--- Begin ---

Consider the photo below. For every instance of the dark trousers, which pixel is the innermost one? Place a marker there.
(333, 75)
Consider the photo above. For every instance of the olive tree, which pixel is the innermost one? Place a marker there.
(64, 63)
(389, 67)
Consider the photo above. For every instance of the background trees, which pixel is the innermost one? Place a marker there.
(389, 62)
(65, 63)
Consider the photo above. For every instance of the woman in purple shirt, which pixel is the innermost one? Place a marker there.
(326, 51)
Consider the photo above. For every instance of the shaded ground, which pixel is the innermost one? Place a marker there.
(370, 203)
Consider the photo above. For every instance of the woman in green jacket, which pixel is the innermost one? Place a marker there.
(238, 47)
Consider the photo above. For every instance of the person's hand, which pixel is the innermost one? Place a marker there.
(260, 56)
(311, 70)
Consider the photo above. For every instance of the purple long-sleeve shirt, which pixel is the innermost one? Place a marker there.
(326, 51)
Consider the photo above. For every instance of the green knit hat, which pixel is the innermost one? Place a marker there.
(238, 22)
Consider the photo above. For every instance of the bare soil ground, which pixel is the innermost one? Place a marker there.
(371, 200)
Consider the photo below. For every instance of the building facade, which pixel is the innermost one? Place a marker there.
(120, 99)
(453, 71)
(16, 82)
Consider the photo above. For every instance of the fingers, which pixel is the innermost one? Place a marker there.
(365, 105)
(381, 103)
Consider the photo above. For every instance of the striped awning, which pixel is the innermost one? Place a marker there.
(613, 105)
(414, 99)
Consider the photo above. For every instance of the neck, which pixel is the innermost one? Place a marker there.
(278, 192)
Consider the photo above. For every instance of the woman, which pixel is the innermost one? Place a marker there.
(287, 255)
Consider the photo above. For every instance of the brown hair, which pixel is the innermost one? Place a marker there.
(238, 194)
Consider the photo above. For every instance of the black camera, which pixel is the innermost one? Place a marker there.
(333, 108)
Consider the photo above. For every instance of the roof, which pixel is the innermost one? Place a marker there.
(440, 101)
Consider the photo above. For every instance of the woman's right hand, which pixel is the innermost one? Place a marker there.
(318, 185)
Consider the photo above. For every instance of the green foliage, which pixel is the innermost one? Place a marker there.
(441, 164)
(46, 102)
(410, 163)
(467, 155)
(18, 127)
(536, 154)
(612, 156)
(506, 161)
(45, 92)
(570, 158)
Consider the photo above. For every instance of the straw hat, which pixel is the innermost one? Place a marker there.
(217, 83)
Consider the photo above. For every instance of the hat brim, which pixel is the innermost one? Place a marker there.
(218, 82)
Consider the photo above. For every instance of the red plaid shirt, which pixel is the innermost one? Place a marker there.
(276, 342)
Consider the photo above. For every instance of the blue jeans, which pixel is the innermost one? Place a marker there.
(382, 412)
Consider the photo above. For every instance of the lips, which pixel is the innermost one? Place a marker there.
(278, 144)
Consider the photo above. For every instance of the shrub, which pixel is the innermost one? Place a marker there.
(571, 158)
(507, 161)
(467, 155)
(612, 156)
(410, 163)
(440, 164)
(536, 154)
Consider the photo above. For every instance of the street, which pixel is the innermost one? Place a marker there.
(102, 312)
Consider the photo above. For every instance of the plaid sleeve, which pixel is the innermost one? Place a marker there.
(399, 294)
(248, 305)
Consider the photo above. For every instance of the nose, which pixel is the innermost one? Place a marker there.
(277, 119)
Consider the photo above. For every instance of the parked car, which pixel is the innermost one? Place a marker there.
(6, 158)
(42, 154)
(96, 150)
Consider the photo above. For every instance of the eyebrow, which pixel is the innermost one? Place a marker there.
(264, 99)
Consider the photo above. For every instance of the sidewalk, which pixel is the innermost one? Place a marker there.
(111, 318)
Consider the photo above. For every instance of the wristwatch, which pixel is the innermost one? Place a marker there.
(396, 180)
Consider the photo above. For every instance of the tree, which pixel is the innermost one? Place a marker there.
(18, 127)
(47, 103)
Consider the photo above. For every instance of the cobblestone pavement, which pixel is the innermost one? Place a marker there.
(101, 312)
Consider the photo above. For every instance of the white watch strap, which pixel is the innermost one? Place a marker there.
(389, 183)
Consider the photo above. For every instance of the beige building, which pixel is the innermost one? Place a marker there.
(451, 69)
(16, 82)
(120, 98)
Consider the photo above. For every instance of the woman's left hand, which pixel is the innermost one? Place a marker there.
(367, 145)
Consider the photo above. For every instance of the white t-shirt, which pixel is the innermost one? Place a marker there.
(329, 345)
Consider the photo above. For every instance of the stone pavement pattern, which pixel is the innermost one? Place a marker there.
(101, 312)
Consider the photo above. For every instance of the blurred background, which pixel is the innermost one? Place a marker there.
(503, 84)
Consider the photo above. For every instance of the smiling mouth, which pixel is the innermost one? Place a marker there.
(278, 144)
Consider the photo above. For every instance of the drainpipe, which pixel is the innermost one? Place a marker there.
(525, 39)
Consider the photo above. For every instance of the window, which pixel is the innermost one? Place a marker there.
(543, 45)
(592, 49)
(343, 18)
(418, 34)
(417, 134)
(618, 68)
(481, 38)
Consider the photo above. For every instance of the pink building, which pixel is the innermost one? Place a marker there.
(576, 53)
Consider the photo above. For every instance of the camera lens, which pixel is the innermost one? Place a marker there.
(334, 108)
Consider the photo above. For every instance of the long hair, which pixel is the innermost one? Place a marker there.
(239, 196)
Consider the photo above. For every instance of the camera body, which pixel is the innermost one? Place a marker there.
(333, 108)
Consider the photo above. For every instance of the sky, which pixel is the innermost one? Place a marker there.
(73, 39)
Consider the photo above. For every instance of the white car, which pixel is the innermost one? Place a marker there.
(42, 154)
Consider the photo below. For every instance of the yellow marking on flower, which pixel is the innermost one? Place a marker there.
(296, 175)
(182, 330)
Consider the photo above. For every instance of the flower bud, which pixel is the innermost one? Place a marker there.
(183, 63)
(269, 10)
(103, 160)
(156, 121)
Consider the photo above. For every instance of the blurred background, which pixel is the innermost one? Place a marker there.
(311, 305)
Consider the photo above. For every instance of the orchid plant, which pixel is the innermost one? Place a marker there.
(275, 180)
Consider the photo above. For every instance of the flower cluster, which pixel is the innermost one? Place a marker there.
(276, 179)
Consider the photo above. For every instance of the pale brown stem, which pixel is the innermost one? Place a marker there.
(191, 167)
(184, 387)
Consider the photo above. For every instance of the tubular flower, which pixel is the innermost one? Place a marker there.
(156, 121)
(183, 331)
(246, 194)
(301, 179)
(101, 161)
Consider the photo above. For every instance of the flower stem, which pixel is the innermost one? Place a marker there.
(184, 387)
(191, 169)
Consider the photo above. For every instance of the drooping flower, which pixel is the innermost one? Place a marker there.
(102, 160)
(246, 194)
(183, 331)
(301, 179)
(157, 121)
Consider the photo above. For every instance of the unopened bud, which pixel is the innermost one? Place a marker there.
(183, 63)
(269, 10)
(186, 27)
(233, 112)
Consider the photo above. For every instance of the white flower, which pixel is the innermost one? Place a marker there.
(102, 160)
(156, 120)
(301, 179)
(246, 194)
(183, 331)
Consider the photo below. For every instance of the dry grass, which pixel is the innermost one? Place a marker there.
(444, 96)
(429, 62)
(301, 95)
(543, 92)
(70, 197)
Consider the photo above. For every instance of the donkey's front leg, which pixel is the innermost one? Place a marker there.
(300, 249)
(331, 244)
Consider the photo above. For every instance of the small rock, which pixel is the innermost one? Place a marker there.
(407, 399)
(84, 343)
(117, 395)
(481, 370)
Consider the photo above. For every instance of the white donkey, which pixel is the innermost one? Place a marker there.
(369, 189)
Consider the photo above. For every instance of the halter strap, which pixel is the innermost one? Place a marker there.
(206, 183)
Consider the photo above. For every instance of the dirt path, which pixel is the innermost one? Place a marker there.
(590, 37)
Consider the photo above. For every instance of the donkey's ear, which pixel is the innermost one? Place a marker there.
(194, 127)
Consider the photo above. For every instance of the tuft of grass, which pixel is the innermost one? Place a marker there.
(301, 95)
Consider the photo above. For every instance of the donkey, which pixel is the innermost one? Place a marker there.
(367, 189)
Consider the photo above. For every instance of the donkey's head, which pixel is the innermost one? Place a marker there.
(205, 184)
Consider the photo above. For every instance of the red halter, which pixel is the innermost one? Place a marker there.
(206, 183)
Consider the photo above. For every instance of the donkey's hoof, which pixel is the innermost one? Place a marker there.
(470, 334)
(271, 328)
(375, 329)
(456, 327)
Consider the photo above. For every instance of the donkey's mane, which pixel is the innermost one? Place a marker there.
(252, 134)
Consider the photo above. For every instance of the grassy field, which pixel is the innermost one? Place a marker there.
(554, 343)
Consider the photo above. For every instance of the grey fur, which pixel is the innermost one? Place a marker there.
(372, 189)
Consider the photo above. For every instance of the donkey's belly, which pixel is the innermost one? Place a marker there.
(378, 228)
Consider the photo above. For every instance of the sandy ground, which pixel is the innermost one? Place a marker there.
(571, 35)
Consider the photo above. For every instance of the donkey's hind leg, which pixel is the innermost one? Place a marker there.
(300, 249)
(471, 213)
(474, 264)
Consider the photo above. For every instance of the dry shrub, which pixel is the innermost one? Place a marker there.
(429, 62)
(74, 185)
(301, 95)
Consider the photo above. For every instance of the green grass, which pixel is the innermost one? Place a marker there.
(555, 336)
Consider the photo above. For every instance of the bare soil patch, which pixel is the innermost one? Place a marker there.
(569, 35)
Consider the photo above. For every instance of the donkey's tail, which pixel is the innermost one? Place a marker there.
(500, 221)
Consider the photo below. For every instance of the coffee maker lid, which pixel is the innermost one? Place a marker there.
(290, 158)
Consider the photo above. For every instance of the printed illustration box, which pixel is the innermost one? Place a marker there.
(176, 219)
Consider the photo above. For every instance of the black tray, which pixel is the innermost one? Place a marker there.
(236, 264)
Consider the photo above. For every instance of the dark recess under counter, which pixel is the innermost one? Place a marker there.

--- End ---

Reproduce the lines of the items above word for word, from the line containing "the donkey's hind" up to and including the final line of the items.

Consider the photo above. For every instance of the donkey's hind leg, which pixel is the innermost one? Place a marker there.
(300, 249)
(471, 213)
(474, 264)
Consider the photo above. For every instance of the dry shrub, which pixel is the innermost one? Place a marker there.
(429, 62)
(74, 185)
(301, 95)
Consider the photo above. For every instance of the green grass, which pixel is the innermost one? Place a marker there.
(555, 336)
Consider the photo above. For every instance of the bare soil patch, which pixel is the innermost one? Place a marker there.
(569, 35)
Consider the photo above. For every instance of the donkey's tail, which pixel is the innermost one? Place a marker there.
(500, 221)
Consider the photo below. For every instance of the coffee maker lid, which pixel is the innermost one? Place a marker there.
(290, 158)
Consider the photo above. For every instance of the printed illustration box, which pixel is the innermost one? Place a marker there.
(176, 219)
Consider the photo above. For every instance of the black tray, which pixel is the innermost one? Place a marker there.
(236, 264)
Consider the photo above. For every instance of the dark recess under counter, which pixel is the innermost one? Place a marker there.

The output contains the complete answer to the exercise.